Prolongez le texte sur les lectures consacrées à la foi à partir de sa dernière phrase, en conservant son ton personnel.

TEXTE EXTRAIT:
* * * * * * *

Entre la lecture
des deux livres récemment publiés par Maurice Bellet, celui de « Notre la
Foi en l’homme » et le second que je viens à peine de commencer sur
« l’explosion de la religion » et dont je trouve le début
exceptionnel, j’aime à me promener à mon rythme dans ce grand livre « des
voix de la Foi » de François Huguenin. J’y vagabonde déjà depuis plusieurs
années. Ces dernier temps je voyage en compagnie des chrétiens du début du XX
siècle, avec Péguy, Claudel,…
Cette semaine je me
suis arrêtée sur un extrait de Georges Bernanos dans « Jeanne relapse et
sainte ». J’y prélève quelques phrases choc qui me font beaucoup de bien.

* * * * * * *

DONNÉES FOURNIES:
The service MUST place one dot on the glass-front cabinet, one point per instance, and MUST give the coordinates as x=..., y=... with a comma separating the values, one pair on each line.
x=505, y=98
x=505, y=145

* * * * * * *

RÉPONSE RÉDIGÉE:
Emylia
« Car l’heure
des saints vient toujours. Notre Église
est l’Église des saints. […] Qui ne voudrait avoir la force de courir cette
admirable aventure ? Car la sainteté est une aventure. Elle est même la
seule aventure.[…] Mais qui se met en peine des saints ? On voudrait
qu’ils fussent des vieillards pleins d’expérience et de politique, et la plupart
sont des enfants. Or l’enfance est seule contre tous.[…]. Dieu n’a pas fait
l’Église pour la prospérité des saints, mais pour qu’elle transmit leur
mémoire, pour que ne fut pas perdu, avec le divin miracle, un torrent d’honneur
et de poésie. Qu’une autre église montre ses saints. La notre est l’Église des saints.[…] Ils vécurent, ils souffrirent
comme nous. Ils furent tentés comme nous. Ils eurent leur pleine charge et plus
d’un, sans la lâcher, se coucha dessous pour mourir. […] Qui voudrait perdre sa
vie à ruminer le problème du mal, plutôt que de se jeter en avant ? Qui
refusera de libérer la terre ? Notre
Église est l’Église des saints. Tout ce grand appareil de sagesse, de
force, de souple discipline, de magnificence et de majesté n’est rien de
lui-même, si la charité ne l’anime. Mais la médiocrité n’y cherche qu’une
assurance solide contre les risques du divin. Aucun rite ne dispense d’aimer.
Nulle part ailleurs on ne voudrait imaginer seulement une telle aventure, et si
humaine d’une petite héroïne qui passe un jour tranquillement du bûcher de
l’inquisiteur en Paradis, au nez de cent cinquante théologiens. […] Notre Église est l’Église des saints.
Nous respectons les services d’intendance, la prévôté, les majors et les
cartographes, mais notre cœur est avec les gens de l’avant, notre cœur est avec
ceux qui se font tuer.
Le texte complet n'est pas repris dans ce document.